**Exercise instructions**
Would you set down every entry shown below, precisely as written?

Labeled-object pointing entries:

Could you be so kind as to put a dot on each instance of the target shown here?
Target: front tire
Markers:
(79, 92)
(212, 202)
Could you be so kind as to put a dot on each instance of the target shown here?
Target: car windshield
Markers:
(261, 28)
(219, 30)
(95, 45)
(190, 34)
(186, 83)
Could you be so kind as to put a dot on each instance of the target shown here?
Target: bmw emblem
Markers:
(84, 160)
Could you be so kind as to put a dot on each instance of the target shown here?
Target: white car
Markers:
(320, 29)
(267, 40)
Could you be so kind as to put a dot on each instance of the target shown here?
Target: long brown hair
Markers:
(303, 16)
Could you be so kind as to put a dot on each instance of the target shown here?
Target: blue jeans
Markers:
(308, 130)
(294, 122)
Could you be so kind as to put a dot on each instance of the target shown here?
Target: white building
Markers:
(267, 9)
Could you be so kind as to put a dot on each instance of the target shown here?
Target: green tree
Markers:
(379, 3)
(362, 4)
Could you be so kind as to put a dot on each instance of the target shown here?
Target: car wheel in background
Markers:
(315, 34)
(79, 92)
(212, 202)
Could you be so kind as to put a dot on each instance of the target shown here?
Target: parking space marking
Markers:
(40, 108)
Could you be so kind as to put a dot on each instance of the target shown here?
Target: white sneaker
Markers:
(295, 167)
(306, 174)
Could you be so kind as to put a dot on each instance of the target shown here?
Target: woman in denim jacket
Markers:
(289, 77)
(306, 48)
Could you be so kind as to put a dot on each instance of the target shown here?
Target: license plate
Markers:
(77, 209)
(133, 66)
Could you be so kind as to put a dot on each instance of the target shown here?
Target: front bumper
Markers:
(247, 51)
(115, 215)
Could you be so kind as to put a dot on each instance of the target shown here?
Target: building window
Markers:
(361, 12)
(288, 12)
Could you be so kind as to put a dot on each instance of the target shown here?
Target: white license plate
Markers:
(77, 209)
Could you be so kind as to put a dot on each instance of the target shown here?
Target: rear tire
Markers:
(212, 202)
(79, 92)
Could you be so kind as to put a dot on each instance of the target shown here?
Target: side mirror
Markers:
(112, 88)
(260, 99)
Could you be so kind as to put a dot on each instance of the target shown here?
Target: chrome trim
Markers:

**Response**
Could you be so kind as to put a dot on each instance of the target shown here?
Target: front tire
Markers:
(79, 92)
(212, 202)
Could you be so kind as to put a dot on each instance of the target shown here?
Target: car windshield
Markers:
(261, 28)
(219, 30)
(95, 45)
(190, 34)
(186, 83)
Could you be so kind as to put a dot on each instance of the target shown here?
Target: bmw emblem
Markers:
(84, 160)
Could you be so kind as to put a dot on each instance of the target shown here?
Target: white car
Markers:
(320, 29)
(267, 40)
Could you be so kind as to put a dot on each instance of the target shown here?
Target: long brown hair
Markers:
(303, 16)
Could you be so kind as to put a dot on each instance of the target shown here?
Target: blue jeans
Markers:
(308, 130)
(294, 122)
Could you be so kind as to put a dot on each instance of the target shown here?
Target: white building
Markers:
(267, 9)
Could you be so kind as to put a dot on each instance of the target shown here?
Target: green tree
Markers:
(379, 3)
(362, 4)
Could you be so kind as to put a dot on each instance of the target shown here?
Target: car wheel in background
Markers:
(315, 34)
(79, 92)
(212, 202)
Could you be so kind as to put a dot on each instance of the target shown here?
Target: parking space marking
Markers:
(40, 108)
Could you be so kind as to put a dot on each instance of the target shown here?
Target: white sneaker
Markers:
(295, 167)
(306, 174)
Could you be so kind as to put a dot on each instance of the target shown here?
Target: woman in denim jacket
Markers:
(289, 77)
(306, 48)
Could you be so kind as to put a dot on each instance of the target shown here?
Target: license plate
Markers:
(77, 209)
(133, 66)
Could you be so kind as to put a dot on each instance of the target shown here?
Target: front bumper
Markers:
(247, 51)
(115, 215)
Could you be so kind as to put a dot on each instance of the target shown here?
Target: building window
Markers:
(361, 12)
(288, 12)
Could you be so kind as to put a dot on each instance of the target shown here?
Target: white license plate
Markers:
(77, 209)
Could you be so kind as to put a dot on each instance of the target shown here?
Target: rear tire
Markers:
(212, 202)
(79, 92)
Could you be so kind as to put a dot on each instance of the target shown here?
Target: side mirror
Markers:
(112, 88)
(260, 99)
Could you be so kind as to put a dot on each instance of the target shown here?
Target: chrome trim
Markers:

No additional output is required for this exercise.